Exercise description → Without the pictures, write out all the lines below exactly as they appear.

##### Recorded data

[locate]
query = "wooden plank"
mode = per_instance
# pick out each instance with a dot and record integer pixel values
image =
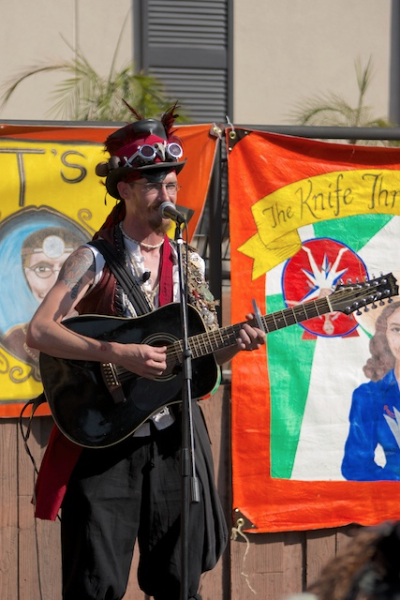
(8, 511)
(321, 547)
(39, 556)
(293, 563)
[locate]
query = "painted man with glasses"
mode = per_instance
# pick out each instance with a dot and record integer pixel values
(131, 490)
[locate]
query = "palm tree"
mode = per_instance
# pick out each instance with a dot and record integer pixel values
(87, 96)
(332, 110)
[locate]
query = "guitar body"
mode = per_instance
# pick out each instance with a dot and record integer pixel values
(80, 401)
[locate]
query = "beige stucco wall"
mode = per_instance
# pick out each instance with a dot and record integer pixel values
(284, 50)
(288, 50)
(33, 32)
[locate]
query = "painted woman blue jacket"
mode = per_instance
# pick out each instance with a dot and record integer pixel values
(374, 419)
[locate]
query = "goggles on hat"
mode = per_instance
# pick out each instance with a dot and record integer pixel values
(147, 153)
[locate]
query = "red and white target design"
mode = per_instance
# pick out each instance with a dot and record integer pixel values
(313, 272)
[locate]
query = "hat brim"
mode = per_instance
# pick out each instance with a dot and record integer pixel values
(116, 175)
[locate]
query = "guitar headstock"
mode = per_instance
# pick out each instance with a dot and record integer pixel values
(351, 297)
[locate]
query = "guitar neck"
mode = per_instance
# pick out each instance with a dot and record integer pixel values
(207, 343)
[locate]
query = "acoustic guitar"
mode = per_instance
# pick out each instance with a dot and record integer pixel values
(100, 404)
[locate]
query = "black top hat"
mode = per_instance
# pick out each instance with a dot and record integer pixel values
(147, 148)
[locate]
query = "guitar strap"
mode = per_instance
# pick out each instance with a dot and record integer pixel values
(130, 286)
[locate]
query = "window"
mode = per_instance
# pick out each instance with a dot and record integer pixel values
(187, 46)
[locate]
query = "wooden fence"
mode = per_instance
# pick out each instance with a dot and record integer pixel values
(265, 566)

##########

Correct response →
[locate]
query = "wooden plank"
mode = per_instance
# pick out each instance with a dot and record integer pixel values
image =
(8, 511)
(321, 547)
(39, 556)
(293, 563)
[locate]
query = "painted man with glasses"
mode = per_instance
# pick out each instance with a dot and record integer pixel values
(131, 490)
[locate]
query = "palm tree"
mode = per_instance
# pick out each instance with a dot and record integer pixel values
(87, 96)
(332, 110)
[locate]
query = "guitar body"
mode = per_instance
# pick out each instance with a dot and record integer pixel values
(80, 401)
[locate]
query = "beige stucco wall"
mode = per_instance
# pick out each instance with a dot and record integer pixel values
(284, 50)
(288, 50)
(33, 32)
[locate]
query = "painted woman blue jacket"
mode = per_instance
# pick out each instance with a dot and record integer pixel values
(374, 419)
[locate]
query = "goggles on hat"
mode = per_instance
# pick out each instance with a dot and record integer pixel values
(147, 153)
[locate]
query = "red and white target design"
mode = per_instance
# pick out each instance with a dot and record integer pixel values
(313, 272)
[locate]
query = "hat brim"
mode = per_instance
# pick out each instance with a dot and record integer pixel values
(116, 175)
[locate]
query = "guitar headstock"
mode = per_instance
# pick out each instance with a dot and record integer pixel values
(351, 297)
[locate]
query = "guitar neck"
mode = per_instance
# pick out each instance with a dot and record integer pixel values
(207, 343)
[locate]
query = "acoustic guitar"
mode = per_instance
# pick out each instance with a dot and record integer pixel values
(100, 404)
[locate]
query = "black top hat"
mode = per_instance
# pick out each instance with a dot and record integer pixel values
(147, 148)
[locate]
query = "guitar strap"
mode = per_instance
# pick out each instance with a dot and record integer pixel values
(130, 286)
[locate]
query = "window"
mode = per_instance
# pick out each instance with a dot and record integer pixel values
(187, 46)
[locate]
query = "wooden fence"
mode = per_instance
# pick out each instance with a dot and record integer pixel values
(265, 566)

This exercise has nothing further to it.